• Exercise requirements:
Reproduce, word for word, the part of the listing below that opens with the line containing "User intent: interact with the light" and closes with the line containing "xmin=197 ymin=262 xmax=505 ymax=427", including both of those lines.

• Records for this task:
*****

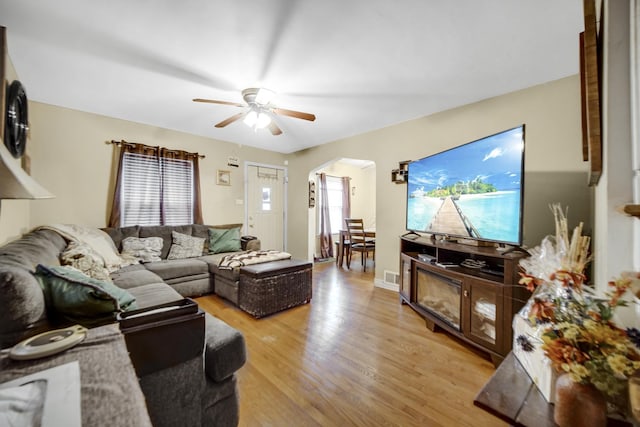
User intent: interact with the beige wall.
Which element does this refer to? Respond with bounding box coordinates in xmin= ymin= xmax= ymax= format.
xmin=288 ymin=76 xmax=590 ymax=282
xmin=13 ymin=102 xmax=284 ymax=239
xmin=0 ymin=76 xmax=589 ymax=290
xmin=0 ymin=55 xmax=31 ymax=243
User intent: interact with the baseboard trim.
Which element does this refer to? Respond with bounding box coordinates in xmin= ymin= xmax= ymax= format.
xmin=373 ymin=279 xmax=400 ymax=292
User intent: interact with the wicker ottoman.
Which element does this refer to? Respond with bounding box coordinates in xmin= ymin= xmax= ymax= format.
xmin=238 ymin=259 xmax=311 ymax=318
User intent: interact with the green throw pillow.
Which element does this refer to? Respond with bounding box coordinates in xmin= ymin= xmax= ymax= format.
xmin=35 ymin=264 xmax=137 ymax=326
xmin=209 ymin=227 xmax=242 ymax=254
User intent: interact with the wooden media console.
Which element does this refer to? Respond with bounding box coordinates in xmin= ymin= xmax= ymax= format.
xmin=400 ymin=234 xmax=530 ymax=366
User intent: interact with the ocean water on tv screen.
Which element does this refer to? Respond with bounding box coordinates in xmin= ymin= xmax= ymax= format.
xmin=407 ymin=127 xmax=524 ymax=244
xmin=407 ymin=191 xmax=520 ymax=242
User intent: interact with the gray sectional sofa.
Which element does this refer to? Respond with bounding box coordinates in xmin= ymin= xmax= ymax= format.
xmin=0 ymin=224 xmax=255 ymax=426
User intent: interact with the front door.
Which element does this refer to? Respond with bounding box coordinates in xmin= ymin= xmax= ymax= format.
xmin=245 ymin=165 xmax=286 ymax=251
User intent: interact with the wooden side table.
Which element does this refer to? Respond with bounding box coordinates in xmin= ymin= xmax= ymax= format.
xmin=473 ymin=352 xmax=632 ymax=427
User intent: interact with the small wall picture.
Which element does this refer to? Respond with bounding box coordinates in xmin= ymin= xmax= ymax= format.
xmin=216 ymin=169 xmax=231 ymax=185
xmin=309 ymin=181 xmax=316 ymax=208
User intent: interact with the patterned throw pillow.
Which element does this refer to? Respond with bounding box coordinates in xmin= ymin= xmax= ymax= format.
xmin=209 ymin=227 xmax=242 ymax=254
xmin=60 ymin=242 xmax=111 ymax=281
xmin=167 ymin=231 xmax=205 ymax=259
xmin=122 ymin=237 xmax=163 ymax=263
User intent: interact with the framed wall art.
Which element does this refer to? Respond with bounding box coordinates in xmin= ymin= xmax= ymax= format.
xmin=216 ymin=169 xmax=231 ymax=185
xmin=309 ymin=181 xmax=316 ymax=208
xmin=580 ymin=0 xmax=602 ymax=186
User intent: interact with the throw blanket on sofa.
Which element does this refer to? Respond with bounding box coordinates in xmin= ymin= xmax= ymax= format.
xmin=38 ymin=224 xmax=132 ymax=272
xmin=218 ymin=250 xmax=291 ymax=270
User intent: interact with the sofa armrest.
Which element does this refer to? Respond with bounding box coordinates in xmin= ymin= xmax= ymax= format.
xmin=204 ymin=313 xmax=247 ymax=382
xmin=240 ymin=236 xmax=260 ymax=251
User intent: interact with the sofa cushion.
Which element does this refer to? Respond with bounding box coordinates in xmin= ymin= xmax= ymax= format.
xmin=111 ymin=264 xmax=162 ymax=289
xmin=167 ymin=231 xmax=205 ymax=259
xmin=129 ymin=283 xmax=184 ymax=309
xmin=140 ymin=224 xmax=191 ymax=259
xmin=102 ymin=225 xmax=140 ymax=252
xmin=0 ymin=229 xmax=67 ymax=270
xmin=60 ymin=242 xmax=111 ymax=281
xmin=209 ymin=227 xmax=242 ymax=254
xmin=204 ymin=313 xmax=247 ymax=382
xmin=122 ymin=237 xmax=164 ymax=262
xmin=0 ymin=265 xmax=47 ymax=348
xmin=144 ymin=258 xmax=209 ymax=280
xmin=35 ymin=265 xmax=137 ymax=325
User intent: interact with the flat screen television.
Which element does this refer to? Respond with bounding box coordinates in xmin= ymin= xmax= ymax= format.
xmin=407 ymin=125 xmax=525 ymax=246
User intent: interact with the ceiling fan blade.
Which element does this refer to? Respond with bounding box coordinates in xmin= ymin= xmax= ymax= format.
xmin=216 ymin=111 xmax=247 ymax=128
xmin=193 ymin=98 xmax=245 ymax=107
xmin=269 ymin=120 xmax=282 ymax=136
xmin=272 ymin=108 xmax=316 ymax=122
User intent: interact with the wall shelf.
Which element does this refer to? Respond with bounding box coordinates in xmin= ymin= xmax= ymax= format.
xmin=391 ymin=160 xmax=410 ymax=184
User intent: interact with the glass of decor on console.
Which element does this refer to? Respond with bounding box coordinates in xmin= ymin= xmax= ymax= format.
xmin=516 ymin=204 xmax=640 ymax=416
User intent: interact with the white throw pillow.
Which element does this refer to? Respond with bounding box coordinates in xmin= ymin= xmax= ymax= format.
xmin=167 ymin=231 xmax=205 ymax=259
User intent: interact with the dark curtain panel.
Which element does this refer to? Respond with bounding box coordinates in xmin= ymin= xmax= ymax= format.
xmin=342 ymin=176 xmax=351 ymax=226
xmin=320 ymin=173 xmax=333 ymax=258
xmin=108 ymin=141 xmax=203 ymax=227
xmin=107 ymin=147 xmax=125 ymax=228
xmin=193 ymin=153 xmax=204 ymax=224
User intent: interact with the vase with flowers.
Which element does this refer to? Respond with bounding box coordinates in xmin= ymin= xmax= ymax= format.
xmin=516 ymin=205 xmax=640 ymax=425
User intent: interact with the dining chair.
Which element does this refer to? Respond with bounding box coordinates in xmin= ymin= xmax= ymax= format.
xmin=336 ymin=236 xmax=351 ymax=266
xmin=344 ymin=218 xmax=376 ymax=271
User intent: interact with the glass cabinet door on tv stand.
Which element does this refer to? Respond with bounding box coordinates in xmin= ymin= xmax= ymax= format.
xmin=400 ymin=235 xmax=529 ymax=366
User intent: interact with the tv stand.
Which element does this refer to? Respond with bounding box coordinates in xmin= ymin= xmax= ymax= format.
xmin=497 ymin=245 xmax=529 ymax=255
xmin=400 ymin=235 xmax=530 ymax=366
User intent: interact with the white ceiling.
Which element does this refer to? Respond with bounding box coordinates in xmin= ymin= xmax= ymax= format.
xmin=0 ymin=0 xmax=584 ymax=153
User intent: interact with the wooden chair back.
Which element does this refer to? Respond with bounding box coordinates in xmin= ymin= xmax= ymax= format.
xmin=344 ymin=218 xmax=375 ymax=248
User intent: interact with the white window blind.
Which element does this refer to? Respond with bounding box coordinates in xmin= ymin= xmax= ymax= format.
xmin=318 ymin=176 xmax=344 ymax=234
xmin=120 ymin=153 xmax=194 ymax=226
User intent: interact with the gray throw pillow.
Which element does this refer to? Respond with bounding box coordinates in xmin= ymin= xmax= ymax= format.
xmin=0 ymin=265 xmax=47 ymax=348
xmin=209 ymin=227 xmax=242 ymax=254
xmin=167 ymin=231 xmax=205 ymax=259
xmin=122 ymin=237 xmax=163 ymax=262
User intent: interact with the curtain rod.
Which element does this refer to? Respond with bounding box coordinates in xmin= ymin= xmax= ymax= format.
xmin=106 ymin=139 xmax=205 ymax=159
xmin=316 ymin=172 xmax=351 ymax=179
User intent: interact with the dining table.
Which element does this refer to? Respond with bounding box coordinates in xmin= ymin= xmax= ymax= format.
xmin=336 ymin=228 xmax=376 ymax=267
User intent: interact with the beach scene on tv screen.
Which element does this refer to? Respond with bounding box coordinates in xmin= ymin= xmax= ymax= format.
xmin=407 ymin=127 xmax=524 ymax=244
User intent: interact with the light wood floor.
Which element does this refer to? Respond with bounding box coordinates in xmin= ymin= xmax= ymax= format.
xmin=197 ymin=262 xmax=505 ymax=427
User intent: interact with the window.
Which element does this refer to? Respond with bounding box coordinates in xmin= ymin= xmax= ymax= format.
xmin=318 ymin=176 xmax=344 ymax=234
xmin=120 ymin=152 xmax=194 ymax=227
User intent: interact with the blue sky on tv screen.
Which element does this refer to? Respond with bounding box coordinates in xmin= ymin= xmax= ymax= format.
xmin=408 ymin=127 xmax=524 ymax=193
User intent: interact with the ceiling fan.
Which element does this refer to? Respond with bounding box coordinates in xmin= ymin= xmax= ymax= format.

*****

• Written reply:
User intent: interact with the light wood floor.
Which element does this refer to? Respond with bounding box coordinates in xmin= ymin= xmax= ymax= format.
xmin=197 ymin=262 xmax=505 ymax=427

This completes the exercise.